* Provided text:
========

Mediterranean Identities: Environment, society, culture, edited by Borna Fuerst-Bjeliš, Croatia: InTech, 2017, xi + 414pp, hardback, ISBN 978-953-51-3585-2.

Anyone who ran a search for the word ‘Mediterranean’ on Amazon would be pardoned for thinking that food, drenched in olive oil at all times, is all there is to it. There are stacks of books on Mediterranean cooking, the magical health benefits of the Mediterranean diet, and so on. It helps if the setting is a villa in Tuscany, or if the lemons are delivered by an old woman in a black headscarf. In matters of food, it would seem, the Mediterranean has a strong personality.

Except there are problems. For example, Mediterranean peoples include scores of millions of Muslims, and Islam tends not to think too highly of pork and wine. There is such a thing as a pork-eating and wine-drinking Muslim, of course, but they probably wouldn’t make the same spectacle of it as the salami and Chianti virtuosi up north. Even in matters of food, then, it turns out that the Mediterranean isn’t so vertebrate after all.

Which is why the title of this book settles for the plural form. The editor is clear that there is no such thing as a unitary Mediterranean identity.

========

* Data segment:
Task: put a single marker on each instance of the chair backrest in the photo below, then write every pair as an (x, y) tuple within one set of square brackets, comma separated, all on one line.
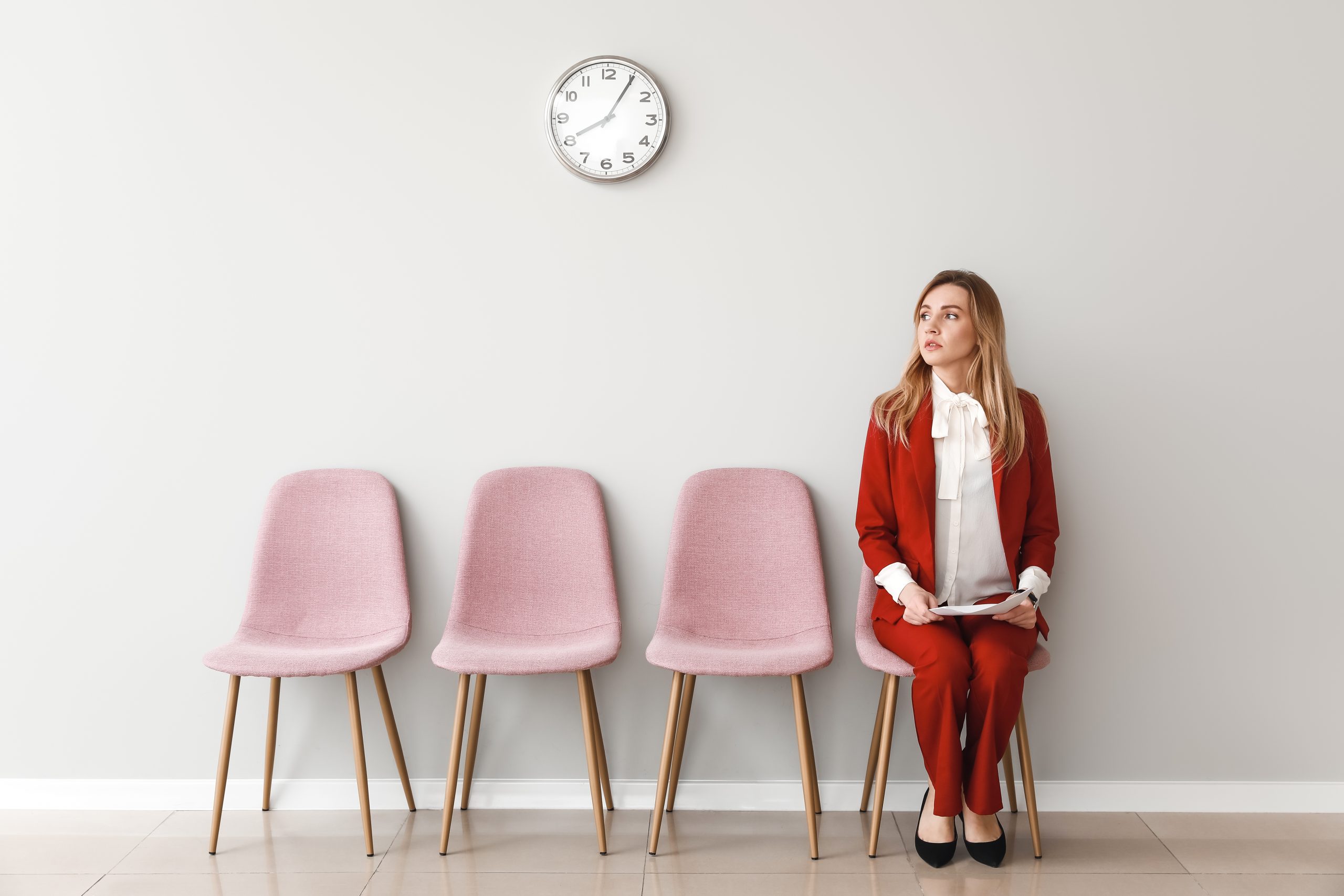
[(536, 556), (743, 559), (328, 561)]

========

* Exercise instructions: Reproduce word for word everything in the book review from "Mediterranean Identities: Environment, society, culture, edited" down to "a strong personality.". The data that comes after the text isn't needed here.

* Solution to this task:
Mediterranean Identities: Environment, society, culture, edited by Borna Fuerst-Bjeliš, Croatia: InTech, 2017, xi + 414pp, hardback, ISBN 978-953-51-3585-2.

Anyone who ran a search for the word ‘Mediterranean’ on Amazon would be pardoned for thinking that food, drenched in olive oil at all times, is all there is to it. There are stacks of books on Mediterranean cooking, the magical health benefits of the Mediterranean diet, and so on. It helps if the setting is a villa in Tuscany, or if the lemons are delivered by an old woman in a black headscarf. In matters of food, it would seem, the Mediterranean has a strong personality.